• **Data section**
• • • • •

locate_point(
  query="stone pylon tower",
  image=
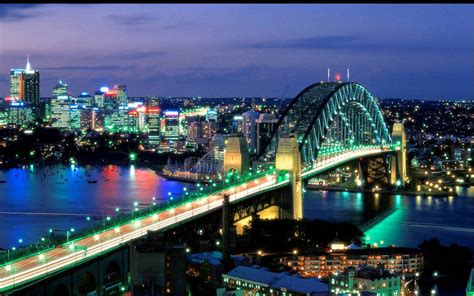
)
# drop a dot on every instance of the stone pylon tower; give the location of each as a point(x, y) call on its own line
point(398, 170)
point(236, 155)
point(288, 159)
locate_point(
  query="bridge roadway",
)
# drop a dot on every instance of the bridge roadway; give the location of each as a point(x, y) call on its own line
point(62, 257)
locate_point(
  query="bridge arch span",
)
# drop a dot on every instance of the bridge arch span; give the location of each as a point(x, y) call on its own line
point(327, 116)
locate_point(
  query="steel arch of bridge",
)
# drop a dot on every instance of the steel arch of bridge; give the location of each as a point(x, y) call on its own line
point(329, 112)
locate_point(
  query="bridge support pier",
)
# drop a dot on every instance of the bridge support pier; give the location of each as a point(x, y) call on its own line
point(398, 168)
point(236, 156)
point(288, 160)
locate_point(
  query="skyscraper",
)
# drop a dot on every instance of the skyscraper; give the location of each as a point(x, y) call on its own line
point(249, 129)
point(31, 85)
point(24, 86)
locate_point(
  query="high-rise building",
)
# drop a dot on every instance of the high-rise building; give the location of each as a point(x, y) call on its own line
point(60, 113)
point(121, 92)
point(249, 129)
point(16, 84)
point(24, 85)
point(60, 89)
point(265, 125)
point(31, 85)
point(154, 125)
point(171, 125)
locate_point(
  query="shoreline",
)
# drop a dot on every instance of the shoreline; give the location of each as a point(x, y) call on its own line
point(387, 192)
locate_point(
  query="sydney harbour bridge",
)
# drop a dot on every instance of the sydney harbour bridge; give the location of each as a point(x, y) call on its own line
point(326, 125)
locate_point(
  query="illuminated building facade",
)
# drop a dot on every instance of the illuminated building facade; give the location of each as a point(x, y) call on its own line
point(154, 126)
point(398, 260)
point(354, 282)
point(249, 129)
point(265, 125)
point(171, 125)
point(24, 85)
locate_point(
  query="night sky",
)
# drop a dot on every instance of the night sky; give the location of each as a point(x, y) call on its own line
point(411, 51)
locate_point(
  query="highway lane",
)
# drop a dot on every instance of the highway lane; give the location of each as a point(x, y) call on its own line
point(61, 257)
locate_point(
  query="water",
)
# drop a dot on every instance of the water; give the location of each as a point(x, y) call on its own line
point(35, 199)
point(450, 219)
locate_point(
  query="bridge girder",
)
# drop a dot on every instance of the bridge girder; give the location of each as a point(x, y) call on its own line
point(326, 114)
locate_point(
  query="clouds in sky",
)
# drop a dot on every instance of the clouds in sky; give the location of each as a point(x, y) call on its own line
point(423, 51)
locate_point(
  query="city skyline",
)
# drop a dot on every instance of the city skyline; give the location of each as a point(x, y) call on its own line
point(242, 50)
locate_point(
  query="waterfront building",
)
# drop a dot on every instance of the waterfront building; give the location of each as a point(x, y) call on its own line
point(399, 260)
point(356, 281)
point(60, 89)
point(260, 281)
point(20, 114)
point(195, 131)
point(211, 115)
point(158, 268)
point(99, 98)
point(60, 114)
point(154, 125)
point(249, 129)
point(265, 126)
point(85, 100)
point(171, 125)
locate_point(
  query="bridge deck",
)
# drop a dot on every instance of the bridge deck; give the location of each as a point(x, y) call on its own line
point(62, 257)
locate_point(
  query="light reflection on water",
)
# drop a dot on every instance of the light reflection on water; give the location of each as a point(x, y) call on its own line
point(416, 218)
point(35, 199)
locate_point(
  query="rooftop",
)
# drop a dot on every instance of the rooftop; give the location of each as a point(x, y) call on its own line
point(277, 280)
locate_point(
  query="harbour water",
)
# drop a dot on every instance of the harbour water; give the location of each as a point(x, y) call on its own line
point(34, 199)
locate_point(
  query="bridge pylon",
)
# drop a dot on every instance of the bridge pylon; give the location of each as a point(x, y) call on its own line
point(236, 156)
point(288, 159)
point(398, 168)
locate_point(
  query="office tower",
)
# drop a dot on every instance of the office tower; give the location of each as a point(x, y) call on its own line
point(211, 115)
point(249, 129)
point(24, 85)
point(31, 85)
point(85, 100)
point(60, 89)
point(16, 84)
point(121, 94)
point(154, 125)
point(171, 125)
point(99, 98)
point(265, 125)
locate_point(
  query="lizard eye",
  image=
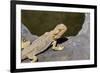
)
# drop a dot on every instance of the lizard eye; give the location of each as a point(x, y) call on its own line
point(24, 40)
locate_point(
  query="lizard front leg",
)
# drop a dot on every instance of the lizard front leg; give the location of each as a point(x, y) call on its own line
point(55, 47)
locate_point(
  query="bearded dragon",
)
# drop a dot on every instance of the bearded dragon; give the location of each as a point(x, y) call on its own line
point(39, 45)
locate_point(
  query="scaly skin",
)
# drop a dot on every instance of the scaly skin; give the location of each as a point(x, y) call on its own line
point(43, 42)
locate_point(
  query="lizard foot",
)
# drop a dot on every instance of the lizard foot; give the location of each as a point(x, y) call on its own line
point(59, 47)
point(25, 43)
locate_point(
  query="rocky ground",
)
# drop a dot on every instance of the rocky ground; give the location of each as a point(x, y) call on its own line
point(76, 47)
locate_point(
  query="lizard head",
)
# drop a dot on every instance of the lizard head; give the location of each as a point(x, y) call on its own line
point(59, 30)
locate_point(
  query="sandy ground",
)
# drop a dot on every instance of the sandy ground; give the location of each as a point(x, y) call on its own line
point(75, 48)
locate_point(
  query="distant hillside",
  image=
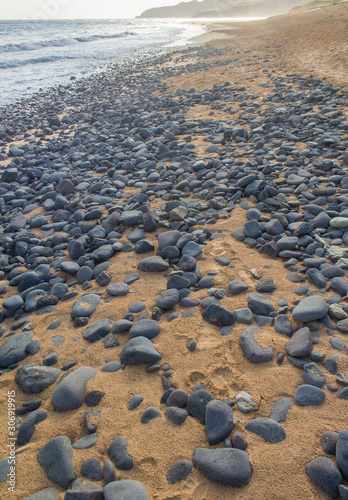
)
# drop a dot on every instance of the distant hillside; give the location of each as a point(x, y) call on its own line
point(225, 8)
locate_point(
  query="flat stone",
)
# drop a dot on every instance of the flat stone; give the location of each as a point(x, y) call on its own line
point(218, 421)
point(85, 306)
point(145, 328)
point(324, 473)
point(33, 379)
point(69, 393)
point(251, 349)
point(28, 426)
point(307, 395)
point(139, 350)
point(270, 430)
point(127, 489)
point(14, 349)
point(153, 264)
point(260, 304)
point(97, 330)
point(280, 409)
point(228, 466)
point(56, 458)
point(300, 344)
point(342, 453)
point(218, 315)
point(310, 309)
point(118, 454)
point(117, 289)
point(179, 471)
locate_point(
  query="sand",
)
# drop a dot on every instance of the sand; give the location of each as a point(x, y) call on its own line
point(308, 41)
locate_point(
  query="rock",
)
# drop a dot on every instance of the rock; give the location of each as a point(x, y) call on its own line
point(339, 285)
point(197, 404)
point(149, 414)
point(118, 454)
point(153, 265)
point(92, 469)
point(313, 375)
point(117, 289)
point(5, 469)
point(266, 285)
point(300, 344)
point(14, 349)
point(93, 398)
point(282, 325)
point(85, 306)
point(134, 402)
point(324, 473)
point(168, 298)
point(76, 249)
point(176, 415)
point(244, 315)
point(270, 430)
point(342, 453)
point(280, 409)
point(126, 489)
point(307, 395)
point(13, 303)
point(56, 458)
point(84, 490)
point(237, 286)
point(179, 471)
point(109, 472)
point(86, 442)
point(139, 350)
point(239, 441)
point(146, 328)
point(28, 425)
point(69, 393)
point(251, 349)
point(328, 442)
point(260, 304)
point(33, 379)
point(97, 330)
point(245, 402)
point(228, 466)
point(218, 421)
point(310, 309)
point(218, 315)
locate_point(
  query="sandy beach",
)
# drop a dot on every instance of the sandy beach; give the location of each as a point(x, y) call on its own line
point(233, 77)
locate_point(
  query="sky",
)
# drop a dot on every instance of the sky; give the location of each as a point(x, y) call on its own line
point(77, 9)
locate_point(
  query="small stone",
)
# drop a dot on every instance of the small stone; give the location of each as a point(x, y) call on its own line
point(270, 430)
point(56, 458)
point(324, 473)
point(228, 466)
point(118, 454)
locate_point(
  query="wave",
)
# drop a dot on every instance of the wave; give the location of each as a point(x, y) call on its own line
point(59, 42)
point(38, 60)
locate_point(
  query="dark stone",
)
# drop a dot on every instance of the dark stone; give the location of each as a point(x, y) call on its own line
point(118, 454)
point(179, 471)
point(56, 458)
point(324, 473)
point(270, 430)
point(228, 466)
point(32, 378)
point(69, 393)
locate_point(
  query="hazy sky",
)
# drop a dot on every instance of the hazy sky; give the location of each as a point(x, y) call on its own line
point(77, 9)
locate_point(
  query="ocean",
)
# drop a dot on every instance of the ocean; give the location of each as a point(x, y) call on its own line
point(42, 54)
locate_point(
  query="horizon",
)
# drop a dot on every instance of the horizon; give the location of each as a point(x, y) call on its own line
point(65, 10)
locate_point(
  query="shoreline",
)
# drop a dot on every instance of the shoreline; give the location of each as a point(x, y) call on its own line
point(231, 152)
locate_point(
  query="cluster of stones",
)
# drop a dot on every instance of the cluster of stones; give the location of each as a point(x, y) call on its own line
point(141, 139)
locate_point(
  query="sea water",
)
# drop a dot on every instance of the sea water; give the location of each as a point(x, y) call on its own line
point(40, 54)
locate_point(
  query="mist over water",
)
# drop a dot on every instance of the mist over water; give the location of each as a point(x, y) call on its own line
point(40, 54)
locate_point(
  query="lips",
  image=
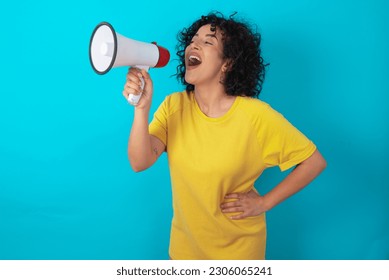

• • • • •

• **Objective**
Pull out each line in the entries above that contains the string "rocky".

• **Answer to this exercise**
  query="rocky ground",
# drop a dot on every instance of the rocky ground; give the location of each as a point(x, y) call on its own line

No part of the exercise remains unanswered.